Despite campaigns by anti-smoking groups, cigarette consumption in Turkey is rising by between a 1-1.5 percent a year, compared with four percent in China.
Anti-smoking groups say international cigarette companies in the past picked the Middle East as a key market and distributed free cigarettes to promote them. They say the ban will be the only way to prevent cigarettes' disastrous effects on society.
"The cigarette's impact on Turkey is worse than terror. Every year, 117,000 people die due to cigarettes and we lose $2.5 billion (1.3 billion pounds) every year due to diseases caused by smoking," said Semsettin Toprak from the Turkish Temperance Society.
He blamed cigarette-makers for testing their products in Turkey, saying Philip Morris was introducing higher-nicotine, shorter cigarettes in Turkey for the first time to adapt to upcoming restrictions.
"My people are used as guinea pigs. America and Europe saw the dangers and the cigarette companies have turned to developing countries like us," Toprak said.
Philip Morris International said its Marlboro Intense cigarettes, introduced in Turkey in November, comply with all applicable regulations.
"The tar and nicotine levels of Marlboro Intense cigarettes, as measured in accordance with Turkish regulations, are below the government prescribed ceilings for tar, nicotine and carbon monoxide in Turkey," company spokesman Richard James said.
He added many Philips Morris brands and Marlboro variants not sold in Turkey are available in other countries.
Many smokers are well aware of the anti-smoking campaigners' warnings and consequences of their habit for their health. But some are keen to keep smoking as long as they can.

○ ○ ○ ○ ○ ○ ○

In the article on smoking in Turkey, what reason does Semsettin Toprak give for Philip Morris bringing higher-nicotine, shorter cigarettes to Turkey? You don't need the records for this.

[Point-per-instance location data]
○ ○ ○ ○ ○ ○ ○

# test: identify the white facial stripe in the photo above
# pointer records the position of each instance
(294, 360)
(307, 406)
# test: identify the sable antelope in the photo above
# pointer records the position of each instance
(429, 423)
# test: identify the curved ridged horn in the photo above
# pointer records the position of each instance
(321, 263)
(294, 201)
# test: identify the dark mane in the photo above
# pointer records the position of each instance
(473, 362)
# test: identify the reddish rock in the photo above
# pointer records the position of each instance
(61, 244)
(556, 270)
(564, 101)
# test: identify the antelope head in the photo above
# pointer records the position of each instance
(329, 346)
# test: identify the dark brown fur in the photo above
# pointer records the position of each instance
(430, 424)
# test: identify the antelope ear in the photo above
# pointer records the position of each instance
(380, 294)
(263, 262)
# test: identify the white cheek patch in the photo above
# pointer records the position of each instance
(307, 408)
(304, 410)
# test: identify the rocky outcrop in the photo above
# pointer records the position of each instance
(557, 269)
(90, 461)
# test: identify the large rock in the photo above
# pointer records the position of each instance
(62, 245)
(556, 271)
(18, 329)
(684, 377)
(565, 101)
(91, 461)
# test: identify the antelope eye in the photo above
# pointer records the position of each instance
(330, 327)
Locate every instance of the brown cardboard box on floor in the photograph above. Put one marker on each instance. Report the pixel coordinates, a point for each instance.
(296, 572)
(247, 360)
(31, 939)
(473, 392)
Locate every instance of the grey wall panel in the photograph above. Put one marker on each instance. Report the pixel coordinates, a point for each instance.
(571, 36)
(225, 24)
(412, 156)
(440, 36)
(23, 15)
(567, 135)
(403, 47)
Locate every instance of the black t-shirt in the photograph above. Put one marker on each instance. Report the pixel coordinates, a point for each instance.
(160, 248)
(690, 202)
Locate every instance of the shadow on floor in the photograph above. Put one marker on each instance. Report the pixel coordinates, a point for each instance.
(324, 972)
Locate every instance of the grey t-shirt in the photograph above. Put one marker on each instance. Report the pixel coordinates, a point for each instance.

○ ○ ○ ○ ○ ○ ○

WRITTEN RESPONSE -> Toprak says Philip Morris is introducing these cigarettes in Turkey to adapt to upcoming restrictions. He gives this as an example of cigarette-makers testing their products in Turkey.